» Data for review
----------------------------------------

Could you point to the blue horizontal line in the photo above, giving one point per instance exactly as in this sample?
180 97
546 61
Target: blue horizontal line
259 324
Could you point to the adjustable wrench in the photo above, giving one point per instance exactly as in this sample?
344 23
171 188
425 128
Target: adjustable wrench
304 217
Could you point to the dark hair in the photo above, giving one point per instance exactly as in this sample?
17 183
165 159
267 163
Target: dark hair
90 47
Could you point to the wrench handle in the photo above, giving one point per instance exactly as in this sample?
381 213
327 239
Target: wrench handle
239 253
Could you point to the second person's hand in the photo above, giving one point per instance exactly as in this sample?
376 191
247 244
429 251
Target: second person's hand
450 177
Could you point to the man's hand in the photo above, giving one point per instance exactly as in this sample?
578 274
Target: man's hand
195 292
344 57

----------------------------------------

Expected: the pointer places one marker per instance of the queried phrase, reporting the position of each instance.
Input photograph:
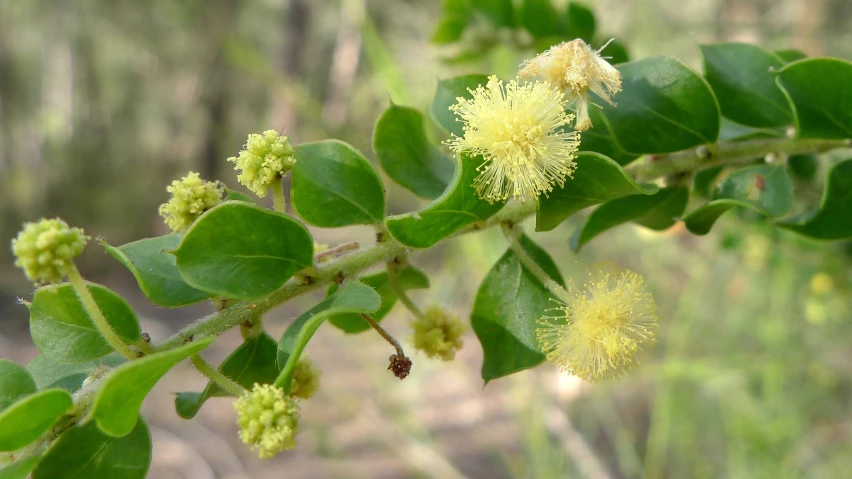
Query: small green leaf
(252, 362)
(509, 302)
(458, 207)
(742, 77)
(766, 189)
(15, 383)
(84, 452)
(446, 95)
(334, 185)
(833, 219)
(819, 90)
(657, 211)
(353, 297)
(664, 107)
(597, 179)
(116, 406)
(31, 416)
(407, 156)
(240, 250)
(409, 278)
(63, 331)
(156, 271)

----------------------------------------

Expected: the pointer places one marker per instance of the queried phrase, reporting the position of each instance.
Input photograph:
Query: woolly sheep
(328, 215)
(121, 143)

----------------------------------------

» Problem description
Looking at the data above, how many lines hold the string "Could"? Reply with only the number.

» Output of the exercise
6